### WORK INSTRUCTIONS:
Print out every record below, exactly as written.
* * * * * * * * *
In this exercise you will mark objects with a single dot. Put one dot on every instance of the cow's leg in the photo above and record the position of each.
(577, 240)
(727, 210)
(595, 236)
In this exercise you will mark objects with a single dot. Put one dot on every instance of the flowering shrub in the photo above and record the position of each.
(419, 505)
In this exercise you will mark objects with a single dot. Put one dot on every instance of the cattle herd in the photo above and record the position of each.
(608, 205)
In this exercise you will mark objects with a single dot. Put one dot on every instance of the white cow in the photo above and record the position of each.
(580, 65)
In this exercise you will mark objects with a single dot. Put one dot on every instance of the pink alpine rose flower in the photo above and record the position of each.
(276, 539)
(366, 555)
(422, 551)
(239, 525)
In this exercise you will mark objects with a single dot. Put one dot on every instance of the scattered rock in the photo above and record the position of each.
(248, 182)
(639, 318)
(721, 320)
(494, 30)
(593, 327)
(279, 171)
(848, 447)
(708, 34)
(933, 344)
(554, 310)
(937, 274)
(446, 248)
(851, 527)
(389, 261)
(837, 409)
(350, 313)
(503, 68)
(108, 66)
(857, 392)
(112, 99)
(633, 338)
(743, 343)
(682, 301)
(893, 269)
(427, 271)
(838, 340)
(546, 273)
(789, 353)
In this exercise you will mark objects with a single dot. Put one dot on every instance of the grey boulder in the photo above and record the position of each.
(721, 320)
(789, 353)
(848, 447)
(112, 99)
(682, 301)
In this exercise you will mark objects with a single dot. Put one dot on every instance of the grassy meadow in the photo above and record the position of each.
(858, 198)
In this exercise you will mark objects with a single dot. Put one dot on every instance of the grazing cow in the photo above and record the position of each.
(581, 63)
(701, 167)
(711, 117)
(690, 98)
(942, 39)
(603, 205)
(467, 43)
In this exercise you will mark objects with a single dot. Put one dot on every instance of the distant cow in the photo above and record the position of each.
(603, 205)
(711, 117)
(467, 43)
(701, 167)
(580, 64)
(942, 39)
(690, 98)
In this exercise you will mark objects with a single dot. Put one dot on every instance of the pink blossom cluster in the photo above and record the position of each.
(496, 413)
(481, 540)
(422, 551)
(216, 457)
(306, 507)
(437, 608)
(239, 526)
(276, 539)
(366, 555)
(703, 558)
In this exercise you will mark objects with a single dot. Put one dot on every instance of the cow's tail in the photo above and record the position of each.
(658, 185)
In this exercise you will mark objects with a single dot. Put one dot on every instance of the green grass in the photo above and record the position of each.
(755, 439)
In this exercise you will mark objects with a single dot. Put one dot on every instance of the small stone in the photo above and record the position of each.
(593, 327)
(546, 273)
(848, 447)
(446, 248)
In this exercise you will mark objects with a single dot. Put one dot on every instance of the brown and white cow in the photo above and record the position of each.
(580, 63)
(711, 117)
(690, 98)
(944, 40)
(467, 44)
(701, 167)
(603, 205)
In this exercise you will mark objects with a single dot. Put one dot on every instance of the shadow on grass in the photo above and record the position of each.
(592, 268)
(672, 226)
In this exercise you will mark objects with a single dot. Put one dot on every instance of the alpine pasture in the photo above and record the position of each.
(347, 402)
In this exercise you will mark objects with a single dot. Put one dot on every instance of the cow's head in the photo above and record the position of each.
* * * * * * * * *
### RESPONSE BOX:
In this exercise you will mark objects with a single dot. Put one dot on every instance of the cow's leg in the photo above and record the position of each.
(577, 240)
(727, 210)
(595, 236)
In this exercise you will mark objects with a single dot. Put one dot on every instance of the flowering shrub in the photo above and record the position of each.
(419, 505)
In this exercise you will mark objects with a single dot. Put one dot on every instance of the cattle herd in the photo above and record the position of each.
(608, 205)
In this exercise you will mark objects with a single dot. Put one dot on every instance of the white cow in the photo above and record the position of each.
(580, 65)
In this exercise you will mark objects with a single dot. Put one dot on every instance of the pink alpine rose flower in the photo above and record the position of each.
(276, 539)
(366, 555)
(422, 551)
(239, 525)
In this exercise you will mark objects with a single dot. Put one dot on every instance of the scattered rock in the photo above and record the position of each.
(248, 182)
(639, 318)
(721, 320)
(494, 30)
(593, 327)
(279, 171)
(848, 447)
(708, 34)
(933, 344)
(554, 310)
(937, 274)
(446, 248)
(851, 527)
(389, 261)
(837, 409)
(350, 313)
(503, 68)
(108, 66)
(857, 392)
(112, 99)
(633, 338)
(743, 343)
(682, 301)
(893, 269)
(427, 271)
(838, 340)
(546, 273)
(789, 353)
In this exercise you will mark objects with a single dot. Put one dot on every instance of the grey boulder in the photo above and record the position of each.
(721, 320)
(789, 353)
(848, 447)
(112, 99)
(682, 301)
In this exercise you will mark objects with a single dot. Put one dot on every instance of the grassy meadow in the photo above and record the position of each.
(858, 198)
In this exercise you will mark objects with a single dot. Put one dot on every instance of the grazing cow in the photo above and record the position of each.
(581, 63)
(701, 167)
(711, 117)
(690, 98)
(942, 39)
(603, 205)
(467, 43)
In this exercise you will mark objects with a single dot. Put one dot on every instance of the distant cow in the photo above and record the position of each.
(603, 205)
(711, 117)
(467, 43)
(701, 167)
(580, 64)
(942, 39)
(690, 98)
In this exercise you will mark objects with a single dot. Put one dot on every instance of the pink blossom cluster in the photo above and record the position of each.
(496, 413)
(481, 540)
(422, 551)
(216, 457)
(306, 507)
(437, 608)
(239, 526)
(276, 539)
(366, 555)
(703, 558)
In this exercise you will mark objects with a single dot. Put one dot on every instance of the cow's tail in the photo above and record the position of each.
(658, 185)
In this exercise you will mark objects with a single dot. Put one dot on every instance of the green grass in the photo above and record the position of each.
(755, 439)
In this exercise you will mark objects with a single dot. Put one dot on every instance of the small stone in the photo above and record the position of each.
(593, 327)
(546, 273)
(848, 447)
(446, 248)
In this exercise you will mark objects with a single dot. Put one dot on every instance of the brown and white cow in the photo above and record the position of each.
(580, 63)
(711, 117)
(690, 98)
(944, 40)
(467, 44)
(701, 167)
(603, 205)
In this exercise you will mark objects with a single dot. Put one dot on every instance of the shadow on grass in the photo above and record the position of each.
(592, 268)
(672, 226)
In this exercise you will mark objects with a single dot. Put one dot on every instance of the alpine pasture in the photo above and record the position of each.
(347, 402)
In this exercise you will mark objects with a single dot. Put one dot on every instance of the cow's head in the photo above and record the position of each.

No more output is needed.